Directions for this task = Shift each answer coordinate by adding 61 to it, and write out everything from the line containing "point: white aircraft" down to the end of the rows, requests included.

Supplied material =
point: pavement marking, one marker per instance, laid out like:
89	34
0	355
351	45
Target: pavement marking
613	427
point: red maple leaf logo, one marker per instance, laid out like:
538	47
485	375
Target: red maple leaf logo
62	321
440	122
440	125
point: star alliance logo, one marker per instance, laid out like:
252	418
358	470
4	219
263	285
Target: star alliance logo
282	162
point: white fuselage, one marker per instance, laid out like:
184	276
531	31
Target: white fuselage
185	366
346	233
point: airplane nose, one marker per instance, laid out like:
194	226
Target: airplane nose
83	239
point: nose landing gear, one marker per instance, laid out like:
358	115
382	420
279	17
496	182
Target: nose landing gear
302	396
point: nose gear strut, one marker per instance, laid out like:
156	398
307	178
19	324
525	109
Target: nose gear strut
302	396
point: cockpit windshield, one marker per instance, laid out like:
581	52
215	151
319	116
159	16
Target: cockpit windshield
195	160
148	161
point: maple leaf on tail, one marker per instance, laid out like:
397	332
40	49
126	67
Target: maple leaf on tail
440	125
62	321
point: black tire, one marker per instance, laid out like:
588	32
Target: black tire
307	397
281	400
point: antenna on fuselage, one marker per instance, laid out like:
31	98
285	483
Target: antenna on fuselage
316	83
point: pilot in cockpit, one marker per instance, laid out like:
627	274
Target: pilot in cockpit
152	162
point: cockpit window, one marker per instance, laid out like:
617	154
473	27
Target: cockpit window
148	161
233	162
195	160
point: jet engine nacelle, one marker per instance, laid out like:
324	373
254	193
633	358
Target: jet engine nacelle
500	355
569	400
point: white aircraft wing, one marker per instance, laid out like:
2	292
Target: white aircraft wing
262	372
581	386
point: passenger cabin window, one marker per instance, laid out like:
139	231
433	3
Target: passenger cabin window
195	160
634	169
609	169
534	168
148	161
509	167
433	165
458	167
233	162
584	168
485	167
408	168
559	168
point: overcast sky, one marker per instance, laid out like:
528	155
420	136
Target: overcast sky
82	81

Problem solution =
point: white aircraft wing, one marker per instance, laid out like:
2	292
Target: white aircraft wing
323	433
642	447
point: passenger cabin window, one marker per instance, laid out like:
139	231
433	3
Target: passenger cabin window
256	221
695	230
670	230
595	229
209	222
570	228
494	226
519	228
294	223
645	229
546	228
469	229
620	229
point: overcast sky, one marker per instance, laid out like:
528	155
420	136
Target: overcast sky
143	142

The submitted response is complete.